Natural language region descriptions:
►
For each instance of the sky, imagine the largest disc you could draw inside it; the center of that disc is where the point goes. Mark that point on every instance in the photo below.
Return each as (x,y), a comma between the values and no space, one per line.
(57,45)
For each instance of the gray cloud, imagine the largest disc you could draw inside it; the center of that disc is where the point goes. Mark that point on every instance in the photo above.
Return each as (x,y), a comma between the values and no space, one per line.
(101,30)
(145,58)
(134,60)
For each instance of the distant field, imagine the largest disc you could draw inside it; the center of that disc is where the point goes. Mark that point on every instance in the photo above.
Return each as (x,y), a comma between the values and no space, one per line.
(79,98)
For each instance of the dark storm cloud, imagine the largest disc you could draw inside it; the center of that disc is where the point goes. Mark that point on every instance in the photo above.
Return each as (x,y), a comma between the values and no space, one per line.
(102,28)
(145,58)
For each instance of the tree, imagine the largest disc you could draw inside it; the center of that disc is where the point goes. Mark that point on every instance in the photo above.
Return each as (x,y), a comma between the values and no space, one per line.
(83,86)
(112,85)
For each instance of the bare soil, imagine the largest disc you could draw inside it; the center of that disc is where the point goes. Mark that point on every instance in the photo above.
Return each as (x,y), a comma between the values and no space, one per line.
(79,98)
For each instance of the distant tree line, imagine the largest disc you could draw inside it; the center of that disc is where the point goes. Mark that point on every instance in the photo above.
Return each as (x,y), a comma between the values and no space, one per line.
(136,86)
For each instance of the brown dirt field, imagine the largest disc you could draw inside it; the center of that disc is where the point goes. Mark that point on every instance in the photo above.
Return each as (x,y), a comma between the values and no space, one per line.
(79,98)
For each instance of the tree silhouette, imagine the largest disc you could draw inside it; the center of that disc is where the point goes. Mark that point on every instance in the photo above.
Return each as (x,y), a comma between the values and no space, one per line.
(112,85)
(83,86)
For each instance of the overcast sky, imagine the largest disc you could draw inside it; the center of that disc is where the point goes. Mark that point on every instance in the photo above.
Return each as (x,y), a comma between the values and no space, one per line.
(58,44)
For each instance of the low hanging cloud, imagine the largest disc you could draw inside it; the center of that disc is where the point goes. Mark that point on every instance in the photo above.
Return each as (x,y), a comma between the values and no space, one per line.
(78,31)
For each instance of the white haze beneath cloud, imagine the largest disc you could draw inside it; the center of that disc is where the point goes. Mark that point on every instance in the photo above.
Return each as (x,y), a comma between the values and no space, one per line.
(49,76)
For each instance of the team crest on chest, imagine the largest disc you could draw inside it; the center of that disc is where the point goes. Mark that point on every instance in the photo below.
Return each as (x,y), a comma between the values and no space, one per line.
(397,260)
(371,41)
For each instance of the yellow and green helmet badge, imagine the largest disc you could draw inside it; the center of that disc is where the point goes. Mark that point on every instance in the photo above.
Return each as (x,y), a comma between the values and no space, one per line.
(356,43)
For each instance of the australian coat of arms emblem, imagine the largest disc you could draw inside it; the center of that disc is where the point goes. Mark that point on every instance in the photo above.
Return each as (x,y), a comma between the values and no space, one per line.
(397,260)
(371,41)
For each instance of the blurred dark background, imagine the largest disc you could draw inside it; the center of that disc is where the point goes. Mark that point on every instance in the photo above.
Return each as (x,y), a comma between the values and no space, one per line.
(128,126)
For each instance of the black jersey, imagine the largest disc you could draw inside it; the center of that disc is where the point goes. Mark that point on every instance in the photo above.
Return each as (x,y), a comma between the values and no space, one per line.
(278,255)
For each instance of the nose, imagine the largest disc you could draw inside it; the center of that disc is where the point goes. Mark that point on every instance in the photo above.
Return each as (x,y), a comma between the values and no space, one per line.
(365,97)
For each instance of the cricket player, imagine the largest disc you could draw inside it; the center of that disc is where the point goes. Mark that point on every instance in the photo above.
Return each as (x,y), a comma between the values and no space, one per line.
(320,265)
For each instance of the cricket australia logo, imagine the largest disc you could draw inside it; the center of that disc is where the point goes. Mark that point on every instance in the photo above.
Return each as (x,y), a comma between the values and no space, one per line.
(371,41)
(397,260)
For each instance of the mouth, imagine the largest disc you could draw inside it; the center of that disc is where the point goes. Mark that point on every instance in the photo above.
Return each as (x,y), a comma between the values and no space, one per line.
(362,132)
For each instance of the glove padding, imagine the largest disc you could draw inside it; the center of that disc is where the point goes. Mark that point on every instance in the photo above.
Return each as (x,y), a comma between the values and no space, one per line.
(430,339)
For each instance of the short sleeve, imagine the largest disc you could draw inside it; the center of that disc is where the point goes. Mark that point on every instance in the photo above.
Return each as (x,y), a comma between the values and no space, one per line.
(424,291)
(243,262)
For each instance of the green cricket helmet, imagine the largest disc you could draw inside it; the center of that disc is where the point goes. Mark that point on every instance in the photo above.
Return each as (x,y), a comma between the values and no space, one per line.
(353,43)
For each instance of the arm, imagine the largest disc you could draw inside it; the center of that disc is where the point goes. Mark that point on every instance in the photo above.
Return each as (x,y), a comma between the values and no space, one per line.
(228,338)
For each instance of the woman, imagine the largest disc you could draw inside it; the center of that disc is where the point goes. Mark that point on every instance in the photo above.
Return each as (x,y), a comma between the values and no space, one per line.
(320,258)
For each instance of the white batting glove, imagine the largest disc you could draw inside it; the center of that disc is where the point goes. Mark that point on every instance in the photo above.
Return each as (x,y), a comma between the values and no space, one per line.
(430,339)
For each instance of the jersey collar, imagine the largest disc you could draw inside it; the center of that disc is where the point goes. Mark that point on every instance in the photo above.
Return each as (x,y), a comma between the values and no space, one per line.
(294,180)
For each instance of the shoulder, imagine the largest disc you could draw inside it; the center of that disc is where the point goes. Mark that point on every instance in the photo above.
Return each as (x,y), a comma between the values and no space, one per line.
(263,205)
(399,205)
◄
ACTION ITEM: A single figure is expected: the count of lines in the data above that include the word "distant".

ANSWER TO THE PROBLEM: 2